§ **Excerpted passage**:
- - - -
Edward Sheldon owns shares in Hargreaves Lansdown.

G A Chester: Capital Gearing Trust

The experiment of persistent stimulative monetary policy since the financial crisis has undoubtedly distorted asset prices. I think it’s become difficult to be confident about which ‘cheap’ but structurally or cyclically challenged companies are truly cheap. Equally, which ‘expensive’ but quality businesses are really worth their premium valuations.

I view Capital Gearing Trust (LSE: CGT) as a good sleep-easy buy. It’s currently defensively positioned, with 34% exposure to equities, and substantial holdings in cash and index-linked government bonds.

Over two decades, it’s achieved more than double the annualised return of the UK equity market. And it’s done this with a worst-case fall in value of 9% versus the market’s 41%.

G A Chester has no position in Capital Gearing Trust.
- - - -
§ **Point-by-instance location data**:
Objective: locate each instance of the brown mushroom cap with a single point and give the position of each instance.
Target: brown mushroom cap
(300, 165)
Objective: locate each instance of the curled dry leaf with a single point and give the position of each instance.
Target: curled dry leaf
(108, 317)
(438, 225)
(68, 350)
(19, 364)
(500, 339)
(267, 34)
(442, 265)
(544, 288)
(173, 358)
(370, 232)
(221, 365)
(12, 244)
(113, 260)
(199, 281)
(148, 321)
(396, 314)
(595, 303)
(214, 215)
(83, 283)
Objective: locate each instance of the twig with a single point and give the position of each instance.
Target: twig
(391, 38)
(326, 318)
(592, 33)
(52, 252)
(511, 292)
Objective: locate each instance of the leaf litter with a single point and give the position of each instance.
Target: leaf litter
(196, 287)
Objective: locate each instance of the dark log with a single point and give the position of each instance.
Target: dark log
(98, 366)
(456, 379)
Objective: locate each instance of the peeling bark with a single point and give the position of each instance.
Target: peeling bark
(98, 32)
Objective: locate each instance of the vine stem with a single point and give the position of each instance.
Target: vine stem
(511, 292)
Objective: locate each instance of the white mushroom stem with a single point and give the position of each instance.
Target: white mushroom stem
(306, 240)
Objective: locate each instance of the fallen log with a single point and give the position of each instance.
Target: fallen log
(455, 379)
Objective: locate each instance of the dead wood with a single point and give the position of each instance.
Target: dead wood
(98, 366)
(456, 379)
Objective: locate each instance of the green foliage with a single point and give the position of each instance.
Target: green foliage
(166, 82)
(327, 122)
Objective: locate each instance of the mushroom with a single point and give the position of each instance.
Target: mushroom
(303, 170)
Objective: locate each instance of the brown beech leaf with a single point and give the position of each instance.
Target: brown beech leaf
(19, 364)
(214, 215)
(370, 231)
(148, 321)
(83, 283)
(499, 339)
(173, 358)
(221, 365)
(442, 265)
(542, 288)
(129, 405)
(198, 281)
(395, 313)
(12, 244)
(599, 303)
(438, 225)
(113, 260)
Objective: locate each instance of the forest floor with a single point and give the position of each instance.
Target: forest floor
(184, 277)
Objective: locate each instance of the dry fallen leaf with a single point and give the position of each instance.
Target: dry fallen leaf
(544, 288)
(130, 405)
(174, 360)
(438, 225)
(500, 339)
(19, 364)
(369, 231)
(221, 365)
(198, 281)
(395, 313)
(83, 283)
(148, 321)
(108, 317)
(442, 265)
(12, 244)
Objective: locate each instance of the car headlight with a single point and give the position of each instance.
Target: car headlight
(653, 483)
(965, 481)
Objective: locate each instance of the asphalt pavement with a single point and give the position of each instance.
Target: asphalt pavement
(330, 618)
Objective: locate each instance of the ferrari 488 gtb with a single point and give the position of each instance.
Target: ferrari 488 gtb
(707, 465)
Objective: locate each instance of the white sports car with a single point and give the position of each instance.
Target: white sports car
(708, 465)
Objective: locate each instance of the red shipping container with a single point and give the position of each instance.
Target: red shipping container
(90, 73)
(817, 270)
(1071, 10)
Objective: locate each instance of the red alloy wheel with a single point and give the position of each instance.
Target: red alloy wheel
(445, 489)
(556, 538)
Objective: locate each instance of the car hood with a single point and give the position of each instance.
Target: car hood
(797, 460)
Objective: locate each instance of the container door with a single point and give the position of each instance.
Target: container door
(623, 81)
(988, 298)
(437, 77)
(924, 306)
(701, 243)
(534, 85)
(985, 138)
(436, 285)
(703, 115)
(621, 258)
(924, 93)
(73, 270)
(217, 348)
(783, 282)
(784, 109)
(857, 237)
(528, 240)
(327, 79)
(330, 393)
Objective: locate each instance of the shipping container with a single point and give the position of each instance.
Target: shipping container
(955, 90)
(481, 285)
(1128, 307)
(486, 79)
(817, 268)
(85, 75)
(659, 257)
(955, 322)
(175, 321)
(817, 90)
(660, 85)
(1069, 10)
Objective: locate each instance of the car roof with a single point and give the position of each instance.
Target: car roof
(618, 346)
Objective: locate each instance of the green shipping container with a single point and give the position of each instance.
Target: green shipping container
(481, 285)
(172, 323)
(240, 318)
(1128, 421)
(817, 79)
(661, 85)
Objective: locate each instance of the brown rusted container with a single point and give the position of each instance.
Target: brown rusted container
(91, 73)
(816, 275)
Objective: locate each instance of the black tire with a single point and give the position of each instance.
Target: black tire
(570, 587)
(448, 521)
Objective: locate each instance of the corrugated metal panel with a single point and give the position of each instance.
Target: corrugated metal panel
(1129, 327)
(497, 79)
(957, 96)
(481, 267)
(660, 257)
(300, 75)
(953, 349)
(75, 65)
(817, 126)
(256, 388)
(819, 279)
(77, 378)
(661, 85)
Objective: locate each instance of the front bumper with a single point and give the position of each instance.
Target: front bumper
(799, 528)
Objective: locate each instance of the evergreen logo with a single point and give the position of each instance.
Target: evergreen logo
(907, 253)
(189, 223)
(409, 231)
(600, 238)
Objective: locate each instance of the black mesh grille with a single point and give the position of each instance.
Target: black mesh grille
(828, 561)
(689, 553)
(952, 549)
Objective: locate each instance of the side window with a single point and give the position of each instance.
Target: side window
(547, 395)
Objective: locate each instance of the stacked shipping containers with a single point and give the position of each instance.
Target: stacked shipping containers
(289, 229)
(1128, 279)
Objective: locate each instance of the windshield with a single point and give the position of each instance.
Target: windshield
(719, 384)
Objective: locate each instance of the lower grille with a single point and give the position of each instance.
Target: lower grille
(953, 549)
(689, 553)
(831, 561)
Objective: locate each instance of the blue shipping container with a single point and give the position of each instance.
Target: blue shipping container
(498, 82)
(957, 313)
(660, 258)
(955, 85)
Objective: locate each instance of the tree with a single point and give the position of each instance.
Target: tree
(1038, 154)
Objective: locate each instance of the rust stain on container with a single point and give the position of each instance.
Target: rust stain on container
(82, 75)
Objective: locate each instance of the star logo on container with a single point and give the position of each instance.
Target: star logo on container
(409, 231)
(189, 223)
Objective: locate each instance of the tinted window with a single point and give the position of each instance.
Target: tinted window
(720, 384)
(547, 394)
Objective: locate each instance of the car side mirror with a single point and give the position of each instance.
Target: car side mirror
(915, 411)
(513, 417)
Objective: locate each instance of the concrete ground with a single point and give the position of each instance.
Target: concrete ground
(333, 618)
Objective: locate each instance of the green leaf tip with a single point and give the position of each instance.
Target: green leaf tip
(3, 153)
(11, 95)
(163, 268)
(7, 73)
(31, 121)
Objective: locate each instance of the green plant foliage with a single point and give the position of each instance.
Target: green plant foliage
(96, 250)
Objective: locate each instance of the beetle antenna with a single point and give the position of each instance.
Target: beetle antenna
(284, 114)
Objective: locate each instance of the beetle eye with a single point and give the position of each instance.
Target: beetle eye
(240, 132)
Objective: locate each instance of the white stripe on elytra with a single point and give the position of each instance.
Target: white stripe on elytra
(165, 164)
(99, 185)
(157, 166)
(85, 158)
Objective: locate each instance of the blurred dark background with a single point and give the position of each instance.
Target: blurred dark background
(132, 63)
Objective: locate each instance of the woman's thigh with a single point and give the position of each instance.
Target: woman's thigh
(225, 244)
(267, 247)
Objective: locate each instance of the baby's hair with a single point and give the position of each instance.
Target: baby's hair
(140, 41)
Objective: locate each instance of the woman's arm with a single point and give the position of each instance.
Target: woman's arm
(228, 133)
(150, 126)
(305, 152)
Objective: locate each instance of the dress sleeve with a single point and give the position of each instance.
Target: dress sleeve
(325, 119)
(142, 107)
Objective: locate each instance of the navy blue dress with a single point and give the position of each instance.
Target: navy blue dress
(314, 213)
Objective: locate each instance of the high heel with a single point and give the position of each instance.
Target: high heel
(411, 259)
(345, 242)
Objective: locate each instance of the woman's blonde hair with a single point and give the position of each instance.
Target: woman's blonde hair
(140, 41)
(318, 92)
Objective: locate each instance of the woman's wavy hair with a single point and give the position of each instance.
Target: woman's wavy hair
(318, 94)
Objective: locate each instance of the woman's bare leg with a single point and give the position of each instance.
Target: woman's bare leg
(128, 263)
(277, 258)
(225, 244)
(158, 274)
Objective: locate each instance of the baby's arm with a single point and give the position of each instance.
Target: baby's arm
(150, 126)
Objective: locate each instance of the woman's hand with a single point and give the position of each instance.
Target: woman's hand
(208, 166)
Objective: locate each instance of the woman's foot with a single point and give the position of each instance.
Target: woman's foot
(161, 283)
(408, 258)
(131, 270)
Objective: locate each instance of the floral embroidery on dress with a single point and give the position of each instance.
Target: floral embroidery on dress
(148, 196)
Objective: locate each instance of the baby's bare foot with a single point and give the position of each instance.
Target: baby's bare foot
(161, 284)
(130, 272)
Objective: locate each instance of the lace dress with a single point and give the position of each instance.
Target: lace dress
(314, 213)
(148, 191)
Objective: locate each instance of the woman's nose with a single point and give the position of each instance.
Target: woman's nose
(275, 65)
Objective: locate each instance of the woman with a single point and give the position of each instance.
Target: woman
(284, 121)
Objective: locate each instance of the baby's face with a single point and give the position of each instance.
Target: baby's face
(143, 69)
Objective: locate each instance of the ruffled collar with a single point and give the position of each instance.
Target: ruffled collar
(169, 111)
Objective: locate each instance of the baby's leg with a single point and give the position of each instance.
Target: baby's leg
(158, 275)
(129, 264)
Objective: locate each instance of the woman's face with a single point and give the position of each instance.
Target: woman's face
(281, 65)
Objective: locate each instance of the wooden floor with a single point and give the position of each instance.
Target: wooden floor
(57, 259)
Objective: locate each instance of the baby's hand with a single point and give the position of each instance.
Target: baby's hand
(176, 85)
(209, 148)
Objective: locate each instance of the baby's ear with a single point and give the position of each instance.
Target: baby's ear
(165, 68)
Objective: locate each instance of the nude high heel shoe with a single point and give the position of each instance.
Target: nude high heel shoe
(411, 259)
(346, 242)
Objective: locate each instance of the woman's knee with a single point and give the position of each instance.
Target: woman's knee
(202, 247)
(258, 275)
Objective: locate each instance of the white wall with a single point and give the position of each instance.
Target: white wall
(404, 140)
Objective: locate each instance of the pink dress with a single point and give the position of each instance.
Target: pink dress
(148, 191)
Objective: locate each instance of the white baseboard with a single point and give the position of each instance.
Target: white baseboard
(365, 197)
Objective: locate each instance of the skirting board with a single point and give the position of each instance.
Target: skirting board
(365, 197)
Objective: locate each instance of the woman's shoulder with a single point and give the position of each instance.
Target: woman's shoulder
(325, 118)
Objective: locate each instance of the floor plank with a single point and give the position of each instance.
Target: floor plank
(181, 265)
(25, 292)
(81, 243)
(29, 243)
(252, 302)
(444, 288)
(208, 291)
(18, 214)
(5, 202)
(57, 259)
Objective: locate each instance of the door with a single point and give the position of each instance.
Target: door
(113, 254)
- - - -
§ **Task to carry out**: Copy out the entire Capital Gearing Trust passage above, word for word.

§ **Answer to the problem**:
Edward Sheldon owns shares in Hargreaves Lansdown.

G A Chester: Capital Gearing Trust

The experiment of persistent stimulative monetary policy since the financial crisis has undoubtedly distorted asset prices. I think it’s become difficult to be confident about which ‘cheap’ but structurally or cyclically challenged companies are truly cheap. Equally, which ‘expensive’ but quality businesses are really worth their premium valuations.

I view Capital Gearing Trust (LSE: CGT) as a good sleep-easy buy. It’s currently defensively positioned, with 34% exposure to equities, and substantial holdings in cash and index-linked government bonds.

Over two decades, it’s achieved more than double the annualised return of the UK equity market. And it’s done this with a worst-case fall in value of 9% versus the market’s 41%.

G A Chester has no position in Capital Gearing Trust.